» **DIRECTION**:
Render the records as a numbered list with blank lines omitted, starting at the line with "Pick out the center" and continuing through the last line of the records, both ends inclusive. Exclude the pictures from the output.

********

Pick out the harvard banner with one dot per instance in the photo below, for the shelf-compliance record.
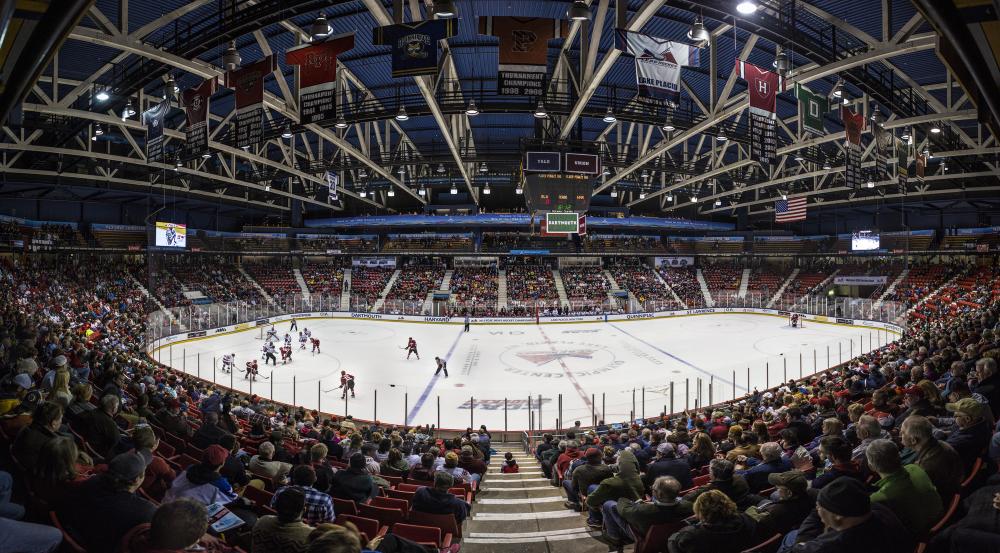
(318, 77)
(763, 87)
(248, 83)
(854, 124)
(196, 109)
(415, 45)
(658, 64)
(524, 48)
(812, 106)
(153, 119)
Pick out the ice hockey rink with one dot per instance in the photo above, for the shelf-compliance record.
(609, 370)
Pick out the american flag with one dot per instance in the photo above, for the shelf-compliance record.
(789, 211)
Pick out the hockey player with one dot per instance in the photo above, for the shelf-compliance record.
(269, 354)
(411, 348)
(347, 384)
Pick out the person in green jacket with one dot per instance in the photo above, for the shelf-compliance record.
(907, 490)
(626, 484)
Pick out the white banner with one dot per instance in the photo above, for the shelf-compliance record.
(860, 280)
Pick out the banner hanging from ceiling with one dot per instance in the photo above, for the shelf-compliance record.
(248, 82)
(658, 64)
(318, 76)
(524, 49)
(196, 110)
(415, 45)
(763, 87)
(854, 125)
(152, 118)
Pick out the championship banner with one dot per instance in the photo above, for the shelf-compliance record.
(524, 49)
(248, 83)
(854, 124)
(414, 45)
(812, 106)
(153, 119)
(763, 87)
(196, 109)
(658, 63)
(318, 76)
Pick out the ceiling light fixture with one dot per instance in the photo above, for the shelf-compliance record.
(746, 7)
(472, 110)
(578, 11)
(444, 8)
(231, 57)
(320, 28)
(609, 116)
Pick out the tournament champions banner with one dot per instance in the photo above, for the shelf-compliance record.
(524, 49)
(854, 125)
(196, 109)
(318, 77)
(414, 45)
(153, 119)
(658, 64)
(248, 83)
(763, 87)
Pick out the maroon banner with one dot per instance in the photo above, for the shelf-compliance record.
(318, 77)
(248, 83)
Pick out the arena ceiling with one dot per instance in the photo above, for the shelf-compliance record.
(885, 54)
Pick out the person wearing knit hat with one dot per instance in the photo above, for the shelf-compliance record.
(846, 519)
(585, 477)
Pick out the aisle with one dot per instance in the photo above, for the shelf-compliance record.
(524, 513)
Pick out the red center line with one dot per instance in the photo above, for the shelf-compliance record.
(569, 375)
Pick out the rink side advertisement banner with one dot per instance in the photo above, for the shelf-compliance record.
(317, 65)
(248, 84)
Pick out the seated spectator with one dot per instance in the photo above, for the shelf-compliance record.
(437, 500)
(103, 509)
(354, 482)
(846, 520)
(264, 465)
(973, 434)
(792, 506)
(836, 453)
(906, 490)
(177, 527)
(772, 461)
(586, 477)
(284, 532)
(938, 459)
(626, 484)
(668, 464)
(624, 515)
(721, 528)
(45, 423)
(319, 506)
(723, 479)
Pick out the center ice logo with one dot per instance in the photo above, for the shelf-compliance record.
(543, 357)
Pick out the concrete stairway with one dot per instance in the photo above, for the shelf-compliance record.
(385, 291)
(302, 285)
(744, 283)
(560, 288)
(524, 513)
(704, 289)
(255, 284)
(781, 289)
(345, 292)
(501, 289)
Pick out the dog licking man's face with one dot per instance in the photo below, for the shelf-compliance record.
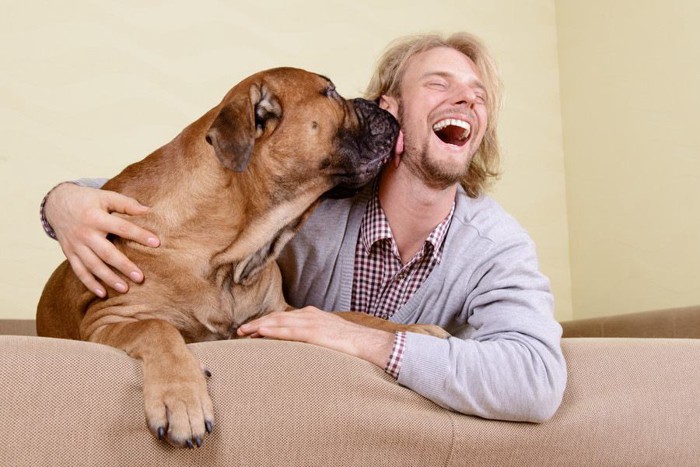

********

» **EXPECTED ANSWER**:
1. Pick out the center ice logo with one dot per instance in the photo above, for the shelf-compliance record.
2. (543, 357)
3. Pick out the concrete stairway with one dot per instance in the photo above, for the shelf-compliance record.
4. (385, 291)
5. (302, 285)
6. (744, 283)
7. (560, 288)
8. (524, 513)
9. (704, 289)
10. (255, 284)
11. (781, 289)
12. (345, 292)
13. (501, 289)
14. Pick out the dog licking man's face with one dot per instance in the photo below, for the shelf-compliance record.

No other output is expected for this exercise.